Material for this task »
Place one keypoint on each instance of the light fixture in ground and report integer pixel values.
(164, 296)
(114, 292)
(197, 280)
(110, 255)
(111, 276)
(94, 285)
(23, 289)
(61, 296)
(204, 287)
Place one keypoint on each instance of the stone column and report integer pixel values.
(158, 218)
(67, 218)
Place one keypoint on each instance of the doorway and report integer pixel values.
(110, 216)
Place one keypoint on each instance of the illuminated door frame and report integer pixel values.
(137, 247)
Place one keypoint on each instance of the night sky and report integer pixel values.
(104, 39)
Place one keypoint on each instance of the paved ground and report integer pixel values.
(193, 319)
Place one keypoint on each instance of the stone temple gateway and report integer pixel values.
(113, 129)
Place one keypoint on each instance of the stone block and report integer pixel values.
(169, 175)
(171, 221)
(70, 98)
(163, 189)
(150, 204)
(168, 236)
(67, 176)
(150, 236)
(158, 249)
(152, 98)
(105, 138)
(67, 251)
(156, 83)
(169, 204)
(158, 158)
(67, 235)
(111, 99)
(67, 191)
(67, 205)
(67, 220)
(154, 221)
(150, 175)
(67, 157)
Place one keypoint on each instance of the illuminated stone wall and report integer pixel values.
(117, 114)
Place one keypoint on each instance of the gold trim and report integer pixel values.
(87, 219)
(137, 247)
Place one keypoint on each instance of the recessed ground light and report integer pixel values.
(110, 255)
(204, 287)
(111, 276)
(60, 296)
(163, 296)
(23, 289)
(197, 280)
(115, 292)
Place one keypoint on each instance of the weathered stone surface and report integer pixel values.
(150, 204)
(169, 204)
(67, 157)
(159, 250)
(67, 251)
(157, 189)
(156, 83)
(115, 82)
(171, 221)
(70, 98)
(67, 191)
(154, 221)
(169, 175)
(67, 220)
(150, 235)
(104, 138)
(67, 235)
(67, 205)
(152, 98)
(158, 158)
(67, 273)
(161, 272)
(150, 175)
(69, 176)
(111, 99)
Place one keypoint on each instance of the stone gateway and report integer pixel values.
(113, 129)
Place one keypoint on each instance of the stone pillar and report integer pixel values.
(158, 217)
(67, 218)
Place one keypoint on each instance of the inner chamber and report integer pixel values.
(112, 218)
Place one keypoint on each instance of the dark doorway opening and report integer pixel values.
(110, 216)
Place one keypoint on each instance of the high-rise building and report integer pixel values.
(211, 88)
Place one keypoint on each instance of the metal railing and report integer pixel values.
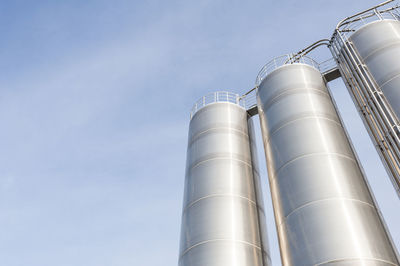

What you should do » Exactly as written, restate the listing above with its pictures omitted.

Task response »
Place one keypoint on each instance of the light fixture in ground and report integer pixel values.
(164, 296)
(114, 292)
(197, 280)
(110, 255)
(111, 276)
(94, 285)
(23, 289)
(61, 296)
(204, 287)
Place one keypoint on each instance of the stone column and report integer pixel values.
(158, 218)
(67, 218)
Place one keypoint on each instance of the doorway and report integer pixel values.
(110, 216)
Place one keypoint on each instance of the illuminated door frame and report integer pixel values.
(137, 247)
Place one keypoint on each instance of the night sky and report integer pixel values.
(104, 39)
Place one keypoint on each instance of the paved ground and report integer pixel values.
(193, 319)
Place one keypoint on each instance of the stone temple gateway and report integer pixel values.
(113, 129)
Place one keypoint on each instance of the stone block and report integer pixel values.
(169, 175)
(171, 221)
(70, 98)
(163, 189)
(150, 204)
(168, 236)
(67, 176)
(150, 236)
(158, 249)
(152, 98)
(105, 138)
(67, 251)
(156, 83)
(169, 204)
(158, 158)
(67, 235)
(111, 99)
(67, 191)
(67, 205)
(67, 220)
(154, 221)
(150, 175)
(67, 157)
Place one keypoint on each instance of the illuminated stone wall and report integer pixel values.
(117, 114)
Place one keypoint on each instance of the gold trim and report integer pixel values.
(87, 219)
(137, 247)
Place one keypoint on each instance of the recessed ground light and report integer pixel values.
(110, 255)
(204, 287)
(111, 276)
(60, 296)
(163, 296)
(23, 289)
(197, 280)
(115, 292)
Place one keypoint on each instance of the weathered stone surface and report integer pixel values.
(150, 204)
(169, 204)
(67, 157)
(159, 250)
(67, 251)
(157, 189)
(156, 83)
(115, 82)
(171, 221)
(70, 98)
(67, 191)
(154, 221)
(169, 175)
(67, 220)
(150, 235)
(104, 138)
(67, 235)
(67, 205)
(152, 98)
(158, 158)
(67, 273)
(161, 272)
(150, 175)
(69, 176)
(111, 99)
Place one keypoint on each instance of the stone gateway and report integer pixel values.
(113, 129)
Place one keypoint on each instance of the stone pillar and report integer pixel values.
(158, 217)
(67, 218)
Place one keypoint on each instance of the inner chamber and report integer pixel values.
(112, 218)
Place one keypoint on each instance of the dark doorway opening and report integer pixel values.
(110, 216)
Place one keypoint on each instance of the high-rise building and report integer pixel values.
(211, 88)
Place one keypoint on each instance of the metal railing and report integer pixel values.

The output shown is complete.